# Short problem
Reproduce every line of the items below verbatim, leaving out the pictures.

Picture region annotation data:
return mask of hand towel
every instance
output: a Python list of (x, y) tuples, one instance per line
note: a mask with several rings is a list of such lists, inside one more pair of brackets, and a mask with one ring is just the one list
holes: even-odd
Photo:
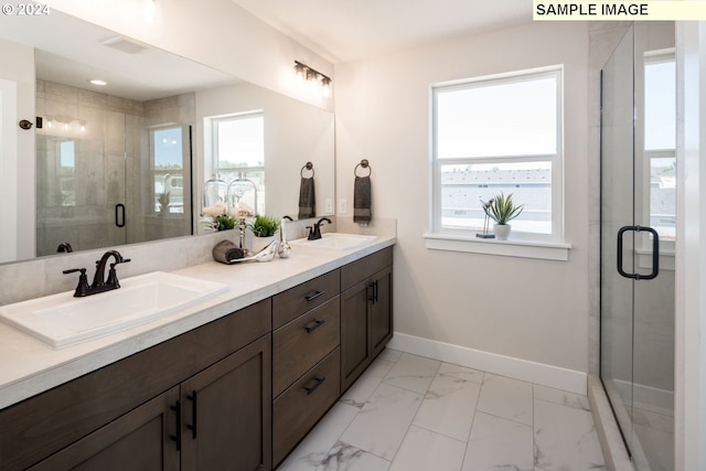
[(353, 222), (367, 225), (373, 218), (371, 207), (371, 176), (356, 175), (353, 186)]
[(299, 216), (300, 220), (317, 215), (317, 199), (313, 191), (313, 176), (301, 179), (299, 186)]
[(245, 256), (244, 250), (231, 240), (221, 240), (213, 247), (213, 259), (222, 264), (231, 265)]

# Full solution
return mask of hand towel
every instance
output: a Python list of (x, y) tuples, one instance per line
note: a mask with several rings is a list of such lists, inside one more pair of brackets, and a mask with one ring is just the one list
holes: even-odd
Photo:
[(353, 222), (367, 225), (373, 218), (371, 207), (371, 176), (356, 175), (353, 186)]
[(299, 216), (300, 220), (317, 215), (317, 199), (313, 191), (313, 176), (301, 179), (299, 186)]
[(245, 256), (244, 250), (231, 240), (221, 240), (213, 247), (213, 259), (222, 264), (231, 265)]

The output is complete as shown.